YOUR OBJECTIVE:
In the records below, reproduce every line without change, starting with the line that contains "Find every instance of the round" and continuing through the line that contains "x=547 y=367".

##############################

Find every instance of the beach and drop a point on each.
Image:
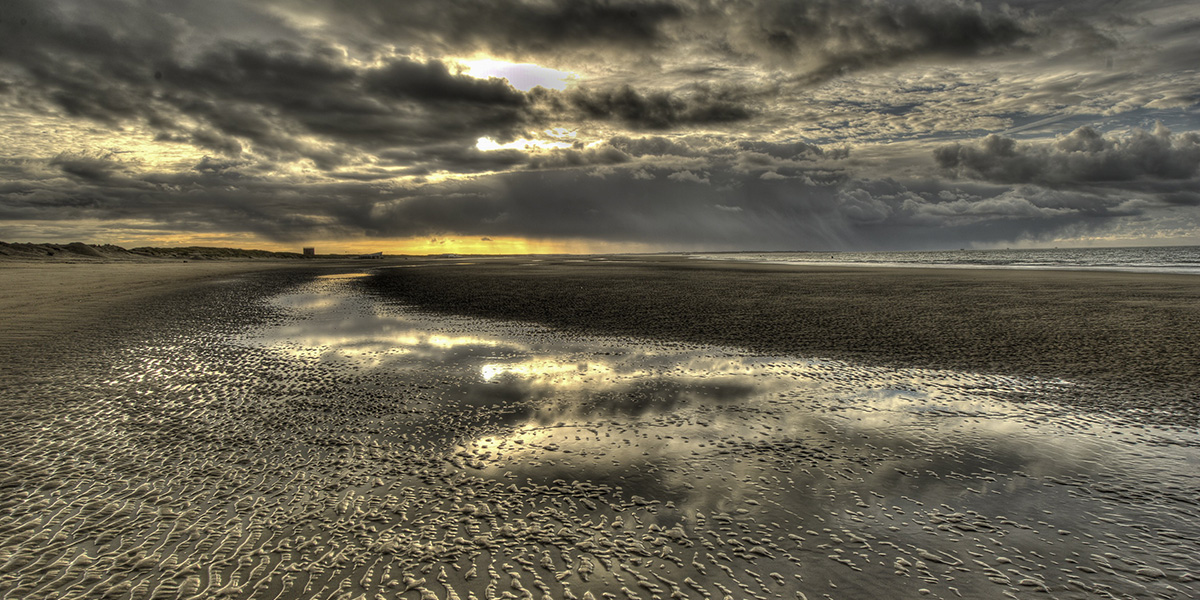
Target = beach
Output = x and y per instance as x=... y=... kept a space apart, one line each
x=600 y=427
x=1135 y=334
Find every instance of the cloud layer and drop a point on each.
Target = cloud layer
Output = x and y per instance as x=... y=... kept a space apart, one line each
x=706 y=124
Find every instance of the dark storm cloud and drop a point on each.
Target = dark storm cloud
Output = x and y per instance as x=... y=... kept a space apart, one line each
x=761 y=112
x=840 y=35
x=1084 y=156
x=507 y=27
x=657 y=109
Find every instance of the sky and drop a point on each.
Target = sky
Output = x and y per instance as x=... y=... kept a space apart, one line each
x=501 y=126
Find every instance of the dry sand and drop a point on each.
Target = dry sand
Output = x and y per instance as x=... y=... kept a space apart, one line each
x=1137 y=334
x=42 y=299
x=211 y=435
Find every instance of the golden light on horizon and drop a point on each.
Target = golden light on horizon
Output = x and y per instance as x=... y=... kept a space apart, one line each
x=389 y=246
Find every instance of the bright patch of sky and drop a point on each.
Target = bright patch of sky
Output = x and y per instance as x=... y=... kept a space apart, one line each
x=522 y=76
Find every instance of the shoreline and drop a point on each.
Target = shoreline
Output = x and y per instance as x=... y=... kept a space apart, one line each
x=1133 y=340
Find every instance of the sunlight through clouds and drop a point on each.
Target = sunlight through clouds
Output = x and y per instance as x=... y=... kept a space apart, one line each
x=522 y=76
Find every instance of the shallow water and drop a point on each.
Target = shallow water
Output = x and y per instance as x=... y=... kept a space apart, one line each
x=1171 y=259
x=358 y=448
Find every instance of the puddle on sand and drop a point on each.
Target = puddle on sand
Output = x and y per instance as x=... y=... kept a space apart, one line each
x=359 y=449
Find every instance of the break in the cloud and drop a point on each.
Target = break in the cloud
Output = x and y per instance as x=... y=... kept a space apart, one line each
x=665 y=124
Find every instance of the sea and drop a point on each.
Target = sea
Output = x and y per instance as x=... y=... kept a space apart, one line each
x=1176 y=259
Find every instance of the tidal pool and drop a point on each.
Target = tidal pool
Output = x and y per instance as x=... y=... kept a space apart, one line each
x=360 y=449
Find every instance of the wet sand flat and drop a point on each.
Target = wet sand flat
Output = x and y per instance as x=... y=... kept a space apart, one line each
x=295 y=433
x=1137 y=334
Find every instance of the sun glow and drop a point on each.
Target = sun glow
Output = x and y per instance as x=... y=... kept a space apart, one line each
x=522 y=76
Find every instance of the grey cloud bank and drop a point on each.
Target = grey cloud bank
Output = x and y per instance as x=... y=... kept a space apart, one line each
x=699 y=125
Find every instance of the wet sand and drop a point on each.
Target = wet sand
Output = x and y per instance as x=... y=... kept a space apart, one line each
x=287 y=435
x=1138 y=335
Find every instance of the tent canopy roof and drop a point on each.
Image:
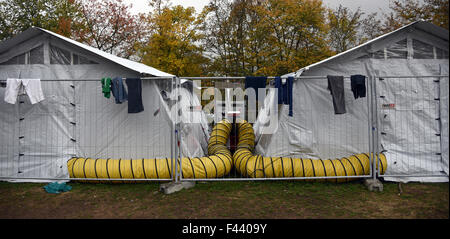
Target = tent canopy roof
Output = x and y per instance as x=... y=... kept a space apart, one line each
x=424 y=26
x=132 y=65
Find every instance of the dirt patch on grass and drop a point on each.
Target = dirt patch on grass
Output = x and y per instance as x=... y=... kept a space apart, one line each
x=226 y=200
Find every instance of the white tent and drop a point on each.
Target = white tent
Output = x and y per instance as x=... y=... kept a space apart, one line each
x=412 y=112
x=75 y=119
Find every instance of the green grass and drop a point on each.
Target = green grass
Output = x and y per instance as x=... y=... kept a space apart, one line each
x=260 y=199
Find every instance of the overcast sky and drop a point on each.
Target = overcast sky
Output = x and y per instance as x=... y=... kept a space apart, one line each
x=367 y=6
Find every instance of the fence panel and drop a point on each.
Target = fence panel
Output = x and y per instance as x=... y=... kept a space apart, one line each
x=410 y=125
x=312 y=142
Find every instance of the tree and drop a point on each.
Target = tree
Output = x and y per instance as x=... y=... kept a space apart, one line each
x=349 y=28
x=173 y=37
x=110 y=27
x=61 y=16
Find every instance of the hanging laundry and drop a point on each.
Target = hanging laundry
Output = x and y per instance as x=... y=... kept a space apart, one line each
x=358 y=83
x=31 y=87
x=134 y=95
x=118 y=90
x=255 y=83
x=57 y=187
x=106 y=87
x=336 y=87
x=285 y=92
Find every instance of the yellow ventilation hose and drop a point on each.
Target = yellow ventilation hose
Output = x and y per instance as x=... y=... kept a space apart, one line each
x=256 y=166
x=218 y=164
x=220 y=161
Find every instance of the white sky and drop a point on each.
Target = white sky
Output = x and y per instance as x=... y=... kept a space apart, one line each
x=367 y=6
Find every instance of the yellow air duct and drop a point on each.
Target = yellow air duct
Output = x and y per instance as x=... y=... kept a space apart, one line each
x=217 y=164
x=256 y=166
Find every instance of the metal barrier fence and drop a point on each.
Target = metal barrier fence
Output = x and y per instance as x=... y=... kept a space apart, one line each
x=76 y=120
x=307 y=142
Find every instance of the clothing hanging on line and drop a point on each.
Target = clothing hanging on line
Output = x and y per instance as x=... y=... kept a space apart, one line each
x=118 y=90
x=16 y=87
x=336 y=87
x=285 y=92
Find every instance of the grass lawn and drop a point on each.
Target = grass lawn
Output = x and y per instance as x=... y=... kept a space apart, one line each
x=227 y=200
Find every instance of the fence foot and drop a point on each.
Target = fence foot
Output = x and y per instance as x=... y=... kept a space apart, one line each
x=172 y=187
x=373 y=185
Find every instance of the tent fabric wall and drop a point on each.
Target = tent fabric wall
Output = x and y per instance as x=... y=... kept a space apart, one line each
x=76 y=120
x=316 y=132
x=444 y=115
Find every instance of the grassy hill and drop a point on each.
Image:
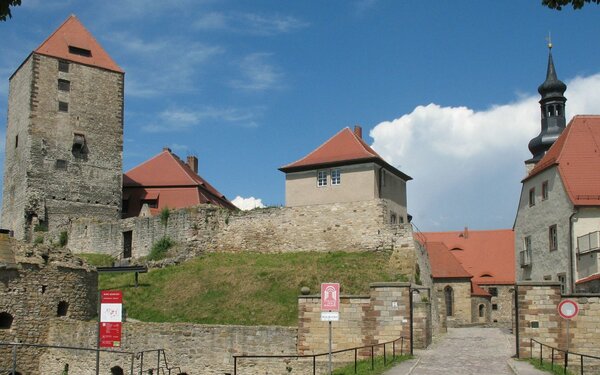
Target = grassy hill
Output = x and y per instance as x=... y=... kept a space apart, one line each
x=245 y=288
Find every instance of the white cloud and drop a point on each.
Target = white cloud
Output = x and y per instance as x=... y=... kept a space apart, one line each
x=183 y=119
x=258 y=74
x=249 y=23
x=464 y=161
x=247 y=203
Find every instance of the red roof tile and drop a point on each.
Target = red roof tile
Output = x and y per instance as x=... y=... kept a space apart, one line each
x=178 y=185
x=577 y=154
x=443 y=264
x=346 y=147
x=73 y=34
x=487 y=255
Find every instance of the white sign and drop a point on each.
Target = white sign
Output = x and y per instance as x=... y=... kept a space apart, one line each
x=330 y=316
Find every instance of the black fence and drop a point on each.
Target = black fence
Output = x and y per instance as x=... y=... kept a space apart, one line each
x=371 y=348
x=559 y=357
x=156 y=359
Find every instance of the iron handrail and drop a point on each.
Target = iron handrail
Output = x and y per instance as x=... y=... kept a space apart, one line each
x=566 y=361
x=314 y=356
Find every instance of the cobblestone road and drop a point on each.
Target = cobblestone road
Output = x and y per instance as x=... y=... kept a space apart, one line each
x=464 y=351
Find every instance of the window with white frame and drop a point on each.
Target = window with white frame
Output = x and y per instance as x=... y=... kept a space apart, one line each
x=321 y=178
x=336 y=176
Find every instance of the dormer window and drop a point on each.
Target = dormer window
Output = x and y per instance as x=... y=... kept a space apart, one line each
x=80 y=51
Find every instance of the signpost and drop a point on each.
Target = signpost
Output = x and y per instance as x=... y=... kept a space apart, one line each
x=330 y=307
x=109 y=321
x=568 y=309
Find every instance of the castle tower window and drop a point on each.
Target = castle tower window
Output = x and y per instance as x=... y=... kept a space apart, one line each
x=62 y=309
x=63 y=106
x=5 y=320
x=63 y=66
x=80 y=51
x=64 y=85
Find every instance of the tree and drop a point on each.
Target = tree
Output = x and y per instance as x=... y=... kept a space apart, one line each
x=558 y=4
x=5 y=8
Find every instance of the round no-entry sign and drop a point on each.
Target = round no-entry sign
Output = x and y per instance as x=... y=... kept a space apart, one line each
x=568 y=309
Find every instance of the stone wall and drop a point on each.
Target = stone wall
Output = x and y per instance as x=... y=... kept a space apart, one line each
x=43 y=285
x=382 y=316
x=195 y=348
x=539 y=319
x=355 y=226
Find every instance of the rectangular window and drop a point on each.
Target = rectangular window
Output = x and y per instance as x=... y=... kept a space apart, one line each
x=64 y=85
x=63 y=106
x=80 y=51
x=552 y=238
x=321 y=178
x=336 y=176
x=531 y=197
x=544 y=190
x=63 y=66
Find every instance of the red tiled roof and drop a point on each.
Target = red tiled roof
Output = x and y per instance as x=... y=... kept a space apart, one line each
x=487 y=255
x=443 y=264
x=577 y=154
x=588 y=279
x=178 y=185
x=346 y=147
x=73 y=33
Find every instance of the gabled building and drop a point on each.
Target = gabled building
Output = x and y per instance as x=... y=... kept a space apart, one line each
x=166 y=181
x=473 y=274
x=64 y=135
x=346 y=169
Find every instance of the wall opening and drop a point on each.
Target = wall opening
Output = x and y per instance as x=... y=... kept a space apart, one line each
x=63 y=308
x=5 y=320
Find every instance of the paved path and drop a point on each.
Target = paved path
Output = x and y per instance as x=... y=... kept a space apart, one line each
x=467 y=351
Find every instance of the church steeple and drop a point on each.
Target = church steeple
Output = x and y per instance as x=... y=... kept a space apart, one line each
x=552 y=105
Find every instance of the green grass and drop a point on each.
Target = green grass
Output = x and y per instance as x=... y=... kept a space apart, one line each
x=364 y=366
x=98 y=260
x=245 y=288
x=547 y=367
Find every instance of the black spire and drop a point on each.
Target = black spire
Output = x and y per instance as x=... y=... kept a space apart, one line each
x=552 y=105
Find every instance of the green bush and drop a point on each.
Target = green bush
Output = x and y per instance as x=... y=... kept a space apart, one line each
x=63 y=239
x=159 y=248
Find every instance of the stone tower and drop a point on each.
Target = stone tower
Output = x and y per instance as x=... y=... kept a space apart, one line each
x=552 y=105
x=64 y=137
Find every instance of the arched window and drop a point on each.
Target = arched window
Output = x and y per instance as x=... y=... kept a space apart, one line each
x=5 y=320
x=449 y=298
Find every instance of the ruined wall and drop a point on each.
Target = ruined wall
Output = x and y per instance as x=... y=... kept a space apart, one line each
x=195 y=348
x=356 y=226
x=539 y=319
x=382 y=316
x=43 y=285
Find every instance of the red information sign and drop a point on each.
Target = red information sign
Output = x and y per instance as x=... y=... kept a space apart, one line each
x=330 y=297
x=568 y=309
x=111 y=312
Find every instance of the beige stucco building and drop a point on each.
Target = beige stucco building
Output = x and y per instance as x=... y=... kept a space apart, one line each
x=345 y=169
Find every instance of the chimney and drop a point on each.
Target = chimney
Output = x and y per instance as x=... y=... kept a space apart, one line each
x=358 y=131
x=193 y=163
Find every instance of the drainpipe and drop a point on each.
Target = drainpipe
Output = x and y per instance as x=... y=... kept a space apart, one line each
x=572 y=276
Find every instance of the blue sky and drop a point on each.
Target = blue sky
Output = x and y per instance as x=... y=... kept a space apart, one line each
x=444 y=90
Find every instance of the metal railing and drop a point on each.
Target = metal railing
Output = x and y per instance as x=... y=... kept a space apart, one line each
x=159 y=363
x=564 y=360
x=314 y=356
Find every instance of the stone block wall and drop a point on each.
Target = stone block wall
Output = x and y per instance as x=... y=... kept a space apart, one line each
x=35 y=291
x=539 y=319
x=195 y=348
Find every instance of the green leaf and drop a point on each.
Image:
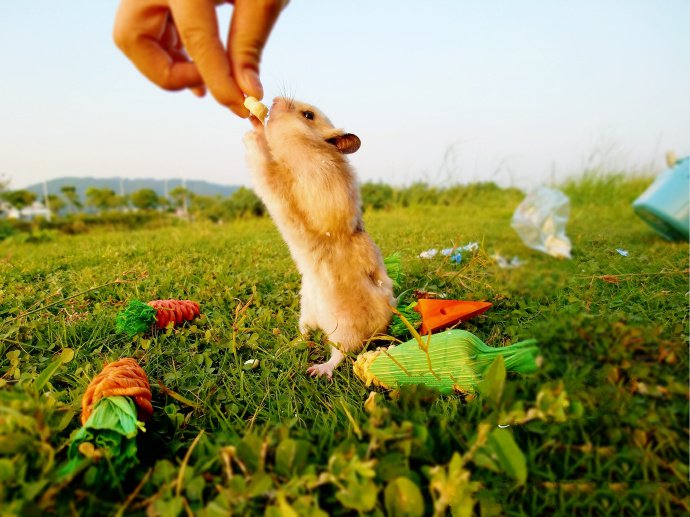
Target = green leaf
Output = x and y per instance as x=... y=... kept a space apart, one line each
x=510 y=457
x=359 y=496
x=291 y=456
x=249 y=452
x=260 y=485
x=66 y=355
x=403 y=498
x=491 y=386
x=6 y=470
x=47 y=373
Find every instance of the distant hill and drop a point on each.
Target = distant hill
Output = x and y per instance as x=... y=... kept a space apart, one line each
x=132 y=185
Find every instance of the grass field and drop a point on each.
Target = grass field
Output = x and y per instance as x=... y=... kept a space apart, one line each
x=602 y=428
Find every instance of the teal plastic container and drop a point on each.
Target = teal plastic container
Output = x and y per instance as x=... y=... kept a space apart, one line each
x=665 y=205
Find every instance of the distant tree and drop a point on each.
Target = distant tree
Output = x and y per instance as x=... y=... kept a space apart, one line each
x=145 y=199
x=244 y=202
x=102 y=198
x=208 y=207
x=19 y=198
x=55 y=203
x=72 y=196
x=179 y=195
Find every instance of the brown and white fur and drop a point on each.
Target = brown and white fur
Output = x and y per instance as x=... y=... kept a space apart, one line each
x=300 y=171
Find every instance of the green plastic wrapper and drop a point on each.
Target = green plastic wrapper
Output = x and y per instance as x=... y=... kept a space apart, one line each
x=111 y=430
x=455 y=361
x=137 y=317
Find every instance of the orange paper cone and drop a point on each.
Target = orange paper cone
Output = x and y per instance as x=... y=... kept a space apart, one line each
x=437 y=314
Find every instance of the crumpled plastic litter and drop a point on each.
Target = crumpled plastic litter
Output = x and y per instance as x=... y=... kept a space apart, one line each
x=505 y=263
x=455 y=253
x=540 y=221
x=428 y=253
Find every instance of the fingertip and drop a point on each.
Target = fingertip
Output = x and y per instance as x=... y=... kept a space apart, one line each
x=240 y=111
x=250 y=83
x=199 y=91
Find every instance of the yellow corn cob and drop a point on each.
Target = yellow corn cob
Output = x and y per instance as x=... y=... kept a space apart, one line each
x=454 y=360
x=256 y=108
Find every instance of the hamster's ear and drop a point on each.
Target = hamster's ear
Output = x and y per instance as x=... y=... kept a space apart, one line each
x=346 y=143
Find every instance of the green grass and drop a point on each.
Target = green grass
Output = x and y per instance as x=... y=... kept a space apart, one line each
x=607 y=432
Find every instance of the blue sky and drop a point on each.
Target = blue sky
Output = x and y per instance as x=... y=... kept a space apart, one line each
x=442 y=91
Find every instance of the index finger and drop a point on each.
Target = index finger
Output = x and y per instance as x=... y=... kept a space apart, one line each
x=198 y=27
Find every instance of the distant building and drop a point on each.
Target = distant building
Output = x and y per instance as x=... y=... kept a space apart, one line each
x=28 y=213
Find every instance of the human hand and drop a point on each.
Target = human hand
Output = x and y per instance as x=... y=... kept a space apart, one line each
x=176 y=45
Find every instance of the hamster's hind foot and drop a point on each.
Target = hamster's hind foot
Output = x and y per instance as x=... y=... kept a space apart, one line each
x=327 y=368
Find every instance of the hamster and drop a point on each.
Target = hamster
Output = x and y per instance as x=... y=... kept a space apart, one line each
x=300 y=171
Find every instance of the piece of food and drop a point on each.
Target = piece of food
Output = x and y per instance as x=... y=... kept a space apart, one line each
x=140 y=317
x=452 y=361
x=256 y=108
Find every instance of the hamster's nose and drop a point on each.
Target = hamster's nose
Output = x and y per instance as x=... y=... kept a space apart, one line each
x=279 y=103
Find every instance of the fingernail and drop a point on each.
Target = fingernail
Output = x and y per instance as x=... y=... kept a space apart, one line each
x=251 y=78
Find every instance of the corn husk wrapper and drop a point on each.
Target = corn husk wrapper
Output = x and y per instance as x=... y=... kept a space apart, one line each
x=455 y=362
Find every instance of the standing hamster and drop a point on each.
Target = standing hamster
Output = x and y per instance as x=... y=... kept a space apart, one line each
x=300 y=171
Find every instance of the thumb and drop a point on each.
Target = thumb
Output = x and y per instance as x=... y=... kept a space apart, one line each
x=252 y=22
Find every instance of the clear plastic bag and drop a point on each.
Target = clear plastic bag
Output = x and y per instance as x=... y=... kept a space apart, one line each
x=540 y=221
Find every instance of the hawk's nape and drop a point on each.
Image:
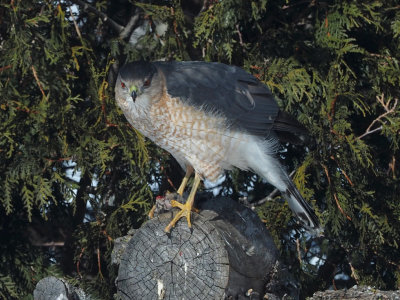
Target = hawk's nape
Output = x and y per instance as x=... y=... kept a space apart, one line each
x=211 y=117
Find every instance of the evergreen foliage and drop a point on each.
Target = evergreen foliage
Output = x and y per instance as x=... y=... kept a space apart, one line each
x=74 y=173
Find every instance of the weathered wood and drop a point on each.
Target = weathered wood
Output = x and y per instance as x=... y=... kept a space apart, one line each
x=227 y=254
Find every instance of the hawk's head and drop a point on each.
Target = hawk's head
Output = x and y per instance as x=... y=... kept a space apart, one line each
x=137 y=85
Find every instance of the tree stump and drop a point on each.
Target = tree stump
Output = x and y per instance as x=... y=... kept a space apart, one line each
x=228 y=254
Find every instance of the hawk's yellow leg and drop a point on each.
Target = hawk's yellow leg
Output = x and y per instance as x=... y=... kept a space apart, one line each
x=185 y=208
x=181 y=189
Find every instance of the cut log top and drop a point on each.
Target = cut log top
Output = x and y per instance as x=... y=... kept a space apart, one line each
x=227 y=253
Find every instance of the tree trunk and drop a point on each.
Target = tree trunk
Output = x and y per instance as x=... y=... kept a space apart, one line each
x=227 y=254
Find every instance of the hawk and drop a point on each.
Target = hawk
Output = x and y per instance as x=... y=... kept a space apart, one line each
x=211 y=117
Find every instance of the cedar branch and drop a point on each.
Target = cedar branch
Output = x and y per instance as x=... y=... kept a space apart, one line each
x=102 y=15
x=388 y=110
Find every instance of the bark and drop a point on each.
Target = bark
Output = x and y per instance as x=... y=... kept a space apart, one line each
x=228 y=254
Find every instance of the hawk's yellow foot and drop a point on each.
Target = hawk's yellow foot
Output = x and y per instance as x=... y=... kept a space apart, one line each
x=185 y=209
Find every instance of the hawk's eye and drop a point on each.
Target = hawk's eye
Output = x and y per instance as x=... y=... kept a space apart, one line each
x=147 y=83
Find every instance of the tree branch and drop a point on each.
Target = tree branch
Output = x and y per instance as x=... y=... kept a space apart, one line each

##############################

CORRECT RESULT:
Find every instance of the round no-entry sign and drop a point on each.
Target = round no-entry sign
Output = x and y per instance as x=... y=... kept a space apart, one line each
x=568 y=309
Find every instance of the stone wall and drop a point on each.
Target = stone wall
Output = x and y per instance as x=... y=... kept a space apart, one line each
x=43 y=285
x=382 y=316
x=195 y=348
x=539 y=319
x=355 y=226
Find every instance of the rectangular window and drop a point on each.
Target = rectangular window
Output = x and y per instance as x=... y=... kept a space apart, one line each
x=64 y=85
x=63 y=106
x=80 y=51
x=552 y=238
x=321 y=178
x=336 y=176
x=531 y=197
x=544 y=190
x=63 y=66
Find every instance of the red tiled roof and drop a point on each.
Target = red tiled roof
Output = x and y per instance as x=... y=... kept a space apart, one line each
x=487 y=255
x=443 y=264
x=577 y=154
x=588 y=279
x=178 y=185
x=346 y=147
x=73 y=33
Find every instance of the gabled building and drop a point on each.
Target = gabled building
Output = x and y per instance as x=... y=... kept a space apart, one line each
x=166 y=181
x=473 y=274
x=64 y=135
x=346 y=169
Find every instance of the wall opening and drop a point on each.
Target = wall opening
Output = x and y per instance as x=... y=... kept a space apart, one line each
x=63 y=308
x=5 y=320
Find every instance of the paved path and drop a point on each.
Target = paved path
Output = x and y per instance as x=... y=... kept a space apart, one line each
x=467 y=351
Find every instance of the church steeple and drop a point on each.
Target = church steeple
Output = x and y per instance as x=... y=... kept a space apart, one line each
x=552 y=105
Find every instance of the green grass and drop a point on each.
Target = green grass
Output = x and y per instance as x=... y=... kept a space apart, one line each
x=364 y=366
x=98 y=260
x=245 y=288
x=547 y=367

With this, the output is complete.